# Given problem:
Copy the following records word for word, keeping every line as it is.

# Given data:
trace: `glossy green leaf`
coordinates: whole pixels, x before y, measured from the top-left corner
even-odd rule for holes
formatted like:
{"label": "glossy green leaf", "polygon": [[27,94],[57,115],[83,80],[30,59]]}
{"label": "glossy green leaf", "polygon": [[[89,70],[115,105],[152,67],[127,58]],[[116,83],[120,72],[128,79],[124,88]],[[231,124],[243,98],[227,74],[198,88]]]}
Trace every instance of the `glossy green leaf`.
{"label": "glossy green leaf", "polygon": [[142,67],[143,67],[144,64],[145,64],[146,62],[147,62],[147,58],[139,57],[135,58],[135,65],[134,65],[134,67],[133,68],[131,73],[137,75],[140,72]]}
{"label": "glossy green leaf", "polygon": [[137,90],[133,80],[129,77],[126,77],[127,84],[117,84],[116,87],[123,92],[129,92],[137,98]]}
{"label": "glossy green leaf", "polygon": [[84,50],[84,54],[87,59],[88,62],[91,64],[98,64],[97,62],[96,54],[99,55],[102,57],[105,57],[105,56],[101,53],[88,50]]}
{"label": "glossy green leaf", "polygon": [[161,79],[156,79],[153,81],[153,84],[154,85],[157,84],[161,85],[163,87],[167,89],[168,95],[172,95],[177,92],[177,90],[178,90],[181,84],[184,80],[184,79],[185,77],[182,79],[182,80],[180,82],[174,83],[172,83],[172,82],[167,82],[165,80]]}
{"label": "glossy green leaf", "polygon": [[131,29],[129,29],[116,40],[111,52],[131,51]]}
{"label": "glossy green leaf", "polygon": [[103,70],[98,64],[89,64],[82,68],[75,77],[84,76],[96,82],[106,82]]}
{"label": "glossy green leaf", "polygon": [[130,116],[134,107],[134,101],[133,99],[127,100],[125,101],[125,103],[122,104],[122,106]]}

# Answer to this task:
trace: `glossy green leaf`
coordinates: whole pixels, x before y, measured from the top-left corner
even-odd rule for holes
formatted like:
{"label": "glossy green leaf", "polygon": [[27,94],[57,115],[83,80],[30,59]]}
{"label": "glossy green leaf", "polygon": [[[89,70],[115,105],[152,67],[127,58]],[[116,83],[120,72],[128,79],[124,88]],[[231,124],[243,98],[227,74],[198,88]]]}
Trace every instance of the `glossy green leaf`.
{"label": "glossy green leaf", "polygon": [[142,67],[143,67],[144,64],[145,64],[146,62],[147,62],[147,58],[139,57],[135,58],[135,65],[134,65],[134,67],[133,68],[131,73],[137,75],[140,72]]}
{"label": "glossy green leaf", "polygon": [[137,90],[133,80],[129,77],[126,77],[127,84],[117,84],[116,87],[123,92],[129,92],[137,98]]}
{"label": "glossy green leaf", "polygon": [[84,50],[84,54],[87,59],[88,62],[91,64],[98,64],[97,62],[96,54],[99,55],[102,57],[105,57],[105,56],[101,53],[88,50]]}
{"label": "glossy green leaf", "polygon": [[161,79],[156,79],[153,81],[153,84],[154,85],[157,84],[161,85],[163,87],[167,89],[168,95],[172,95],[177,92],[177,90],[178,90],[181,84],[184,80],[184,79],[185,77],[182,79],[182,80],[180,82],[174,83],[172,83],[172,82],[167,82],[165,80]]}
{"label": "glossy green leaf", "polygon": [[131,29],[129,29],[116,40],[111,52],[131,51]]}
{"label": "glossy green leaf", "polygon": [[103,70],[98,64],[89,64],[82,68],[75,77],[84,76],[96,82],[106,82]]}
{"label": "glossy green leaf", "polygon": [[130,116],[134,107],[134,101],[133,99],[127,100],[125,101],[125,103],[122,104],[122,106]]}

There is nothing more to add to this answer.